> [What you need to do]:
Whenever a line in the following entries includes "purple", tally it. Report nothing except the final count.

+---+

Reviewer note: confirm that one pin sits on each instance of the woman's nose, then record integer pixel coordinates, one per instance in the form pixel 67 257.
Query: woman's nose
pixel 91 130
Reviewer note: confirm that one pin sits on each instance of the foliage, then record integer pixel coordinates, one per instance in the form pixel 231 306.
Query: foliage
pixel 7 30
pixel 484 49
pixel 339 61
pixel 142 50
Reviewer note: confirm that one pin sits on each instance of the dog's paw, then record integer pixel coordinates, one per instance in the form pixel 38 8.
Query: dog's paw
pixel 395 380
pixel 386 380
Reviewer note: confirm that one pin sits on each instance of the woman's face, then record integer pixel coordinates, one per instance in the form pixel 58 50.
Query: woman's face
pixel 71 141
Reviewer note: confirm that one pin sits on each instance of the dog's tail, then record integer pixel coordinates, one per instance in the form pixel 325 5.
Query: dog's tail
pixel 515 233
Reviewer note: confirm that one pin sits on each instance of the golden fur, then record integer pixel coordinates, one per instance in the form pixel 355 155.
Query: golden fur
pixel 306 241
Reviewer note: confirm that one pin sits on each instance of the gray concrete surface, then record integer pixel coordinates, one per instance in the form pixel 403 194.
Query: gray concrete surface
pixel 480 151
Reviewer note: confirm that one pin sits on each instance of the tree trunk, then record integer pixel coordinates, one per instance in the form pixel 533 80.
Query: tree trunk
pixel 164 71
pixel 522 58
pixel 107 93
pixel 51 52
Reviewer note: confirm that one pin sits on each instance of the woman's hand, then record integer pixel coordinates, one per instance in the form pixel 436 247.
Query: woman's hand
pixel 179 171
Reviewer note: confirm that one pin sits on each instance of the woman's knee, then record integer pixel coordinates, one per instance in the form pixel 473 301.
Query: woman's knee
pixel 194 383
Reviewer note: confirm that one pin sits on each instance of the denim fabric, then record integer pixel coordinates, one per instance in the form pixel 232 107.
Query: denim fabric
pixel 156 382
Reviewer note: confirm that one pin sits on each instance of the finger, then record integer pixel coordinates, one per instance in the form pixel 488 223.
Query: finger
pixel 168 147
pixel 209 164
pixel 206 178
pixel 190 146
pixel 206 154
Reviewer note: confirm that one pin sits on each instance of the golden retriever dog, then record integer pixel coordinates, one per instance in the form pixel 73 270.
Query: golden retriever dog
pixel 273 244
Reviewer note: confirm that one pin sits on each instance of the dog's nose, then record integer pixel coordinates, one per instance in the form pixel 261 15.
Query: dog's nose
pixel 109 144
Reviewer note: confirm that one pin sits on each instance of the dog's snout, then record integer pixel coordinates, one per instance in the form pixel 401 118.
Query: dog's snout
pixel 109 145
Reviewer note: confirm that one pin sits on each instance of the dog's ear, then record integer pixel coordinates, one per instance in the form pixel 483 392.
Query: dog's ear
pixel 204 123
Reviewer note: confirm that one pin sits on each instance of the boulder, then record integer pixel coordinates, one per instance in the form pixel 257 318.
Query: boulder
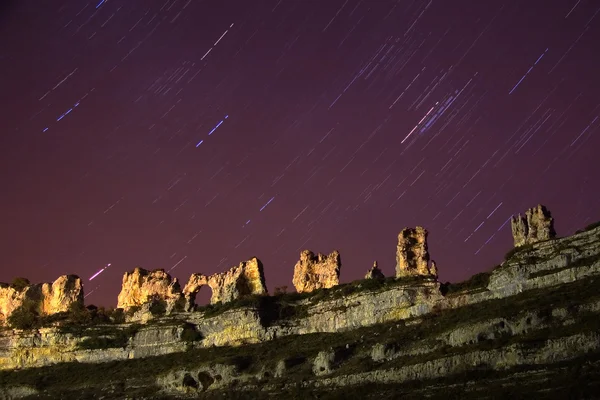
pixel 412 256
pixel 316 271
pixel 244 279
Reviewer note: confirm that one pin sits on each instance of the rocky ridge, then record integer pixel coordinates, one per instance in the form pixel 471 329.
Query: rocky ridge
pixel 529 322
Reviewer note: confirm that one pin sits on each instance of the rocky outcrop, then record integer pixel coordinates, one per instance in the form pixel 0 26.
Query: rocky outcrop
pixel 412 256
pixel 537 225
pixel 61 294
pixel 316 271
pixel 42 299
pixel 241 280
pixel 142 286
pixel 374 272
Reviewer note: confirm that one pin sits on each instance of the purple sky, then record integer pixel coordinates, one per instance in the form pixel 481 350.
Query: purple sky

+---+

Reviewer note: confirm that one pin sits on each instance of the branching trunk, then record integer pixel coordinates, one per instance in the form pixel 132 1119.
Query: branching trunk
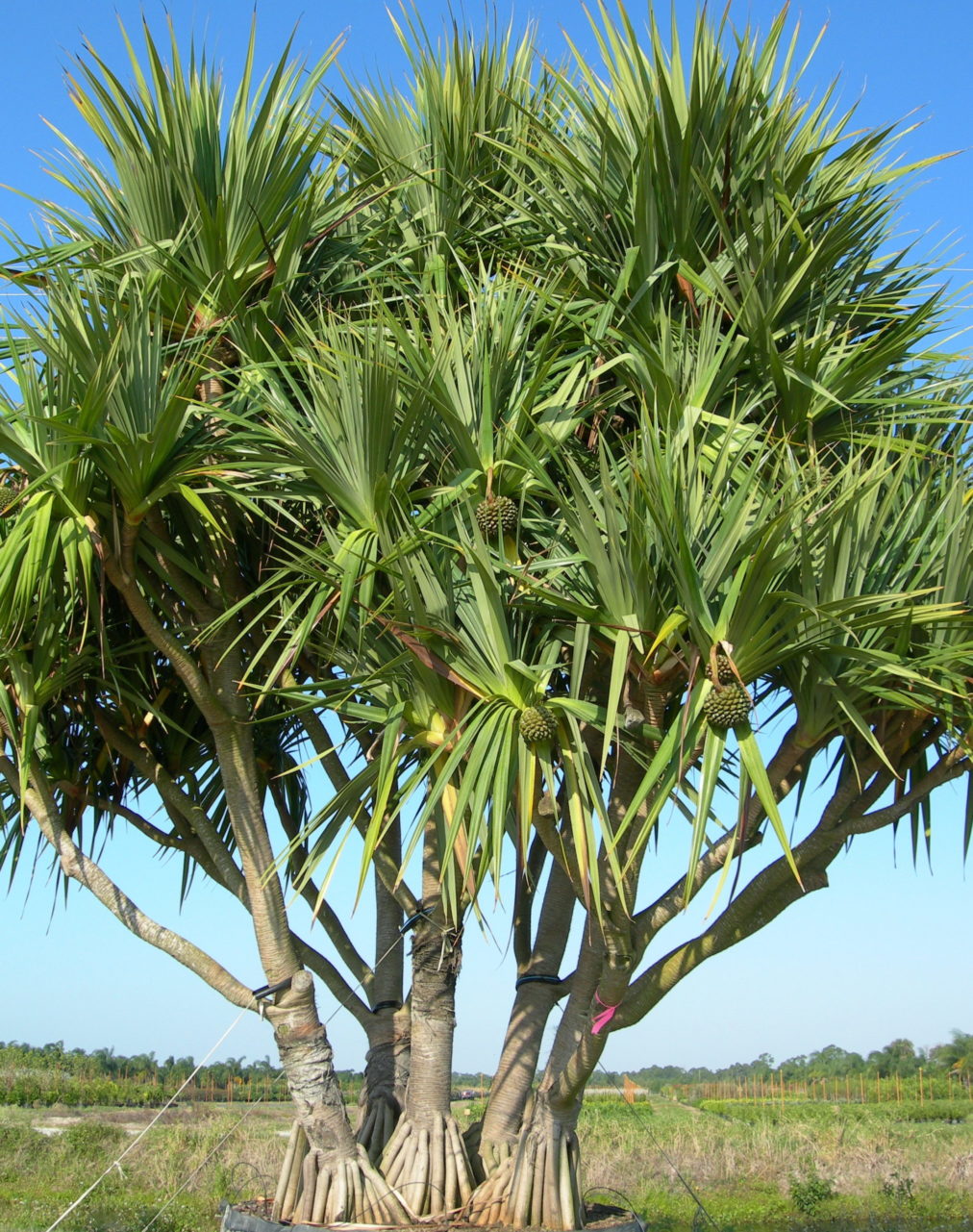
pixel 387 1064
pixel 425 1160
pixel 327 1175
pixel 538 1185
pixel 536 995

+---+

> [The completed task]:
2